→ GIVEN PROBLEM
Reproduce everything from the start of the data down to the line containing "232 349 L 228", including both ends and the requests. Scale every coordinate in the answer outlines by 1.55 and round to whole numbers with halves going up, leaving the requests and their format samples unchanged.

→ RECORDS FOR THIS TASK
******************************

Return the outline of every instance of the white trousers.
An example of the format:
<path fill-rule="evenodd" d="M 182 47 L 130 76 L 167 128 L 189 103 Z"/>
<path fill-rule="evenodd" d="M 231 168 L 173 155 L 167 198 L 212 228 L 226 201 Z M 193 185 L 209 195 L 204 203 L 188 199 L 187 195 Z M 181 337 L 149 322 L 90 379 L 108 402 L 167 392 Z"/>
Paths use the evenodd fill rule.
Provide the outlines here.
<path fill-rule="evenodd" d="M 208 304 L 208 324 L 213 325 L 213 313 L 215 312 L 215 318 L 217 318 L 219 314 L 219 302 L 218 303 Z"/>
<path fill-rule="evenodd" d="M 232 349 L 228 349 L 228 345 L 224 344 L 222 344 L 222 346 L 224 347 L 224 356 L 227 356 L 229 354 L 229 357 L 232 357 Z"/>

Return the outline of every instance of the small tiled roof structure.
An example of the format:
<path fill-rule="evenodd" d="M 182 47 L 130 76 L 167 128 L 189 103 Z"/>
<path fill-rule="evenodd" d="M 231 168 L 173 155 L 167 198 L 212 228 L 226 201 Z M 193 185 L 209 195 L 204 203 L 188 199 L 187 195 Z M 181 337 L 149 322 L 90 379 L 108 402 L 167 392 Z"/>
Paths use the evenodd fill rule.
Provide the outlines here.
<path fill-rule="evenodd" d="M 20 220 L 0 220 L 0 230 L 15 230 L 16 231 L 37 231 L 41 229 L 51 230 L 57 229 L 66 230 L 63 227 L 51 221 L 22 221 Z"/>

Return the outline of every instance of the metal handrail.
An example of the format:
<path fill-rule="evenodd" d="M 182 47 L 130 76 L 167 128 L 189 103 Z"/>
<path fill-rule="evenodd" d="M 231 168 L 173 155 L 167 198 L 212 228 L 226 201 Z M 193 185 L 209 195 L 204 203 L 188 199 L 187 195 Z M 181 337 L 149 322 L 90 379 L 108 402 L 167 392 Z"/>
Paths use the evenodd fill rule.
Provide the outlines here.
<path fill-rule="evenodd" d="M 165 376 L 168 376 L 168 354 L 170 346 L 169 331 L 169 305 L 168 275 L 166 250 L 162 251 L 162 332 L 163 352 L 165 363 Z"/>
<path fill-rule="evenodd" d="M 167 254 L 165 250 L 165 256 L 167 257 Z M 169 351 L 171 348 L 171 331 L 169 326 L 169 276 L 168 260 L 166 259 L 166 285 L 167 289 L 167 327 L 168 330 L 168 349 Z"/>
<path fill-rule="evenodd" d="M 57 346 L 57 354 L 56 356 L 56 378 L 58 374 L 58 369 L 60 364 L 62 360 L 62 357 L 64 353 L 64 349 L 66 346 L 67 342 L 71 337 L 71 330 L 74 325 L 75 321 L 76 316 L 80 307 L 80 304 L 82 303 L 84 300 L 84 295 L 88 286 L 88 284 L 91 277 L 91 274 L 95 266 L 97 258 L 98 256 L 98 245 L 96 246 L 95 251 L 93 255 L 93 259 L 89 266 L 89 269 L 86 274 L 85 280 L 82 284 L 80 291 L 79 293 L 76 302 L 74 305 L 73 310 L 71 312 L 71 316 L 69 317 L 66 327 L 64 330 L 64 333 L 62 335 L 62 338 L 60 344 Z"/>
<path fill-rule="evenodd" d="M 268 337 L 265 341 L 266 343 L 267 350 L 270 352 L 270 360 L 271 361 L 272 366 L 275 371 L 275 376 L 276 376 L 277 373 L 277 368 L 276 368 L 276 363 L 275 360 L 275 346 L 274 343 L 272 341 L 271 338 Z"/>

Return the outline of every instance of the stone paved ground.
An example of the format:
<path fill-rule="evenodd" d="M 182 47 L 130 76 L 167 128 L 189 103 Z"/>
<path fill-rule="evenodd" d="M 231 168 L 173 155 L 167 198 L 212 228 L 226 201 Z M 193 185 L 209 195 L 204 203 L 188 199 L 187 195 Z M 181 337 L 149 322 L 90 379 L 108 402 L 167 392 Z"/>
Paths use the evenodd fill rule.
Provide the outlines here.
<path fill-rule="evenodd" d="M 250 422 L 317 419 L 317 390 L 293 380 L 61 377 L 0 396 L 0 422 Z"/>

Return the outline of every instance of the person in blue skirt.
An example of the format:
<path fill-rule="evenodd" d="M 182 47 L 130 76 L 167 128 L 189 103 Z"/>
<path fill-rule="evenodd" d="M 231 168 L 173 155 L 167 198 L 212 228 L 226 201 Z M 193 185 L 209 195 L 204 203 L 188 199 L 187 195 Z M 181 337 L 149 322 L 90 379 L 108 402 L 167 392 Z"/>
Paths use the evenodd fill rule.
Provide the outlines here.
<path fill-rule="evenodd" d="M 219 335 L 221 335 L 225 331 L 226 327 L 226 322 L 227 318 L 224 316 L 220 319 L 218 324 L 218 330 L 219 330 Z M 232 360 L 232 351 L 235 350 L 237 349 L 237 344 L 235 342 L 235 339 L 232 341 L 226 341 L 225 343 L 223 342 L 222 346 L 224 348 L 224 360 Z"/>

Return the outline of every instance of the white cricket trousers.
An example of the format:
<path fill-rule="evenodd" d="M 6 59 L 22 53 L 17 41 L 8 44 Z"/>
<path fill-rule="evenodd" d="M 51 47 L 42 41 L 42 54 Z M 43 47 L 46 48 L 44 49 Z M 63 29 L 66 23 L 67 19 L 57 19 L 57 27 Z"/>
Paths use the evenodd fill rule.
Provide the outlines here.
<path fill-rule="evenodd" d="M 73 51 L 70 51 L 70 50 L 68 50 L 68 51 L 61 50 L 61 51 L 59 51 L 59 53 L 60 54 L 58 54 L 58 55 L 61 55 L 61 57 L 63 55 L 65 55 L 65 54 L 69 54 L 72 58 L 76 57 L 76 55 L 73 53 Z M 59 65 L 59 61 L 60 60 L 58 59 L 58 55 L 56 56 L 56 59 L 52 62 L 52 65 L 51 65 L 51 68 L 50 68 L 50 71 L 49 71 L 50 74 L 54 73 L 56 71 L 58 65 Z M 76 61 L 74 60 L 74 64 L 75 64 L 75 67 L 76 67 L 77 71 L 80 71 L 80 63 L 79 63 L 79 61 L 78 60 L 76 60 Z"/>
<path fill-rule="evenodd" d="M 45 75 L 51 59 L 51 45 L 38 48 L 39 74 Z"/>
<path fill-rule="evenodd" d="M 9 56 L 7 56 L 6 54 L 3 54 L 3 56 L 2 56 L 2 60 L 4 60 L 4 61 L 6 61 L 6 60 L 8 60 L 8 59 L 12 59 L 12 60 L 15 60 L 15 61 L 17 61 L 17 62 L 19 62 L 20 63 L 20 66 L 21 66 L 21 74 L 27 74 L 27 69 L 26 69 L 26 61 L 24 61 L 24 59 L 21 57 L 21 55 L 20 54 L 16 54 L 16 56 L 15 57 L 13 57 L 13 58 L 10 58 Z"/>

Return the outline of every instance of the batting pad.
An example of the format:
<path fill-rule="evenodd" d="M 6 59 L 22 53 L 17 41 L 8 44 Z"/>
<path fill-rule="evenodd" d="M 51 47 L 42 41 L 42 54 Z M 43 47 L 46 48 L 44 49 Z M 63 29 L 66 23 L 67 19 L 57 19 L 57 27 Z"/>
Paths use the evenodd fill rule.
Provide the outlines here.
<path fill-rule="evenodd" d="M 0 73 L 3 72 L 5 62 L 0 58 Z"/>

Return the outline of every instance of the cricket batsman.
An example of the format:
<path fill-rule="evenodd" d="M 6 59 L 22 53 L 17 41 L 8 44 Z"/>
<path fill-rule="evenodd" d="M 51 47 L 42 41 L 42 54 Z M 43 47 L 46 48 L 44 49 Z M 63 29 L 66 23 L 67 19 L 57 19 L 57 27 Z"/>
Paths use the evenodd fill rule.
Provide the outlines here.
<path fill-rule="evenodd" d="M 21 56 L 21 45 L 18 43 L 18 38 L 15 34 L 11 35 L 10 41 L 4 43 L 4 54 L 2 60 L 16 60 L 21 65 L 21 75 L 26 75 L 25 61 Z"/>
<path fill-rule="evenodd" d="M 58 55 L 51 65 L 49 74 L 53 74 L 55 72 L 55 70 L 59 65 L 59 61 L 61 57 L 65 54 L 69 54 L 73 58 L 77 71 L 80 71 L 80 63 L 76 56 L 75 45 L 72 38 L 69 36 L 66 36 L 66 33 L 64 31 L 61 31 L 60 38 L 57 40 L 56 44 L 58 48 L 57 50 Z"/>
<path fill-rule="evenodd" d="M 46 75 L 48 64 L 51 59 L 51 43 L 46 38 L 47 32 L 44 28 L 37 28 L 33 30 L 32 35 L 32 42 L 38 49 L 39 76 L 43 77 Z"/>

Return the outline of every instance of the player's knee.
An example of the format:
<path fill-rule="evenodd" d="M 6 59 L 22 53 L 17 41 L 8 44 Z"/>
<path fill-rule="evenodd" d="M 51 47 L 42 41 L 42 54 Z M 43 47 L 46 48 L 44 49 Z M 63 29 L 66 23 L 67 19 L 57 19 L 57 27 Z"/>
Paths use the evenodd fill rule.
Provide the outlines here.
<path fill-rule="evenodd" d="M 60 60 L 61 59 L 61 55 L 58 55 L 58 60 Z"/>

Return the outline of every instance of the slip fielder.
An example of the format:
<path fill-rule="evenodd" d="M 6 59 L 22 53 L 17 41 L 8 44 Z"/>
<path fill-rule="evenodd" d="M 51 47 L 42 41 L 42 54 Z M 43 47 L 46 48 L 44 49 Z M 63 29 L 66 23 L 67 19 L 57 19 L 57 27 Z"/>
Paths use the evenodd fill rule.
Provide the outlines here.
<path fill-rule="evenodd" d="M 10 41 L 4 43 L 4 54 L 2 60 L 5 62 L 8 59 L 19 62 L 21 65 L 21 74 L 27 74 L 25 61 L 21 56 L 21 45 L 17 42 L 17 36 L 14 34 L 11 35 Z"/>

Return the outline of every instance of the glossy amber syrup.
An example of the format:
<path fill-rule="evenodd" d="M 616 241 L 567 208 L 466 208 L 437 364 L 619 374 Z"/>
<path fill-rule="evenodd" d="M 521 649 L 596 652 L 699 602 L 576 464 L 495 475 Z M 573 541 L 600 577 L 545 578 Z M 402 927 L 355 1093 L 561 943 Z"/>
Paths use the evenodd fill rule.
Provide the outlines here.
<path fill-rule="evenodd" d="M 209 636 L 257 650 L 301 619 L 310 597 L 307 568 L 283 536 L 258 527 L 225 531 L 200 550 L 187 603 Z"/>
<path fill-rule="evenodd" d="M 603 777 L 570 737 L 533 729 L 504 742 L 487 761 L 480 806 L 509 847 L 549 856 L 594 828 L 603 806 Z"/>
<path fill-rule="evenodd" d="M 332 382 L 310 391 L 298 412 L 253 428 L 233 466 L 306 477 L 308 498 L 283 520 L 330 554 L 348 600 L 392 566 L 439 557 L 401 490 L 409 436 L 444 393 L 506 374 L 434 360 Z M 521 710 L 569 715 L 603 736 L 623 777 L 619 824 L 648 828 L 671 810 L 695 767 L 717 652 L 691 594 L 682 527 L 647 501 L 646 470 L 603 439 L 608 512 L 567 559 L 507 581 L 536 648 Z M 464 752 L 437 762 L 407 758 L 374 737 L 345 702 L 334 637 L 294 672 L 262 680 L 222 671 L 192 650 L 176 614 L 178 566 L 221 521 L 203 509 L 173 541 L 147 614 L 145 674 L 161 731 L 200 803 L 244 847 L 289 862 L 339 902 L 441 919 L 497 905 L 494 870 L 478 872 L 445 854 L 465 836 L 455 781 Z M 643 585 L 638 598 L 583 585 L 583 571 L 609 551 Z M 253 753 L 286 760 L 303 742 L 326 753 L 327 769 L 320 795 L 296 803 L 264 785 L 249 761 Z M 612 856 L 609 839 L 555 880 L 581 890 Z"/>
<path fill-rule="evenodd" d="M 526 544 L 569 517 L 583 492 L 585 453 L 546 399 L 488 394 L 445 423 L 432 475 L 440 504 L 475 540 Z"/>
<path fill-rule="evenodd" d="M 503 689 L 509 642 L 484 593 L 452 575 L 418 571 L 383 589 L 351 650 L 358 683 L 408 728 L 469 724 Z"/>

******************************

→ TASK RESULT
Return the outline of every instance of the white trousers.
An example of the format:
<path fill-rule="evenodd" d="M 182 47 L 130 76 L 167 128 L 189 103 Z"/>
<path fill-rule="evenodd" d="M 231 168 L 173 155 L 167 198 L 212 228 L 226 201 Z M 193 185 L 209 195 L 204 203 L 188 199 L 187 195 Z M 181 337 L 149 322 L 90 379 L 108 402 L 167 392 Z"/>
Paths use the evenodd fill rule.
Provide the outlines here.
<path fill-rule="evenodd" d="M 322 471 L 322 502 L 330 504 L 330 485 L 333 484 L 333 493 L 336 493 L 339 487 L 339 468 L 338 470 Z"/>
<path fill-rule="evenodd" d="M 360 541 L 353 541 L 353 535 L 347 533 L 344 533 L 344 536 L 347 538 L 347 552 L 352 552 L 355 549 L 355 553 L 360 553 Z"/>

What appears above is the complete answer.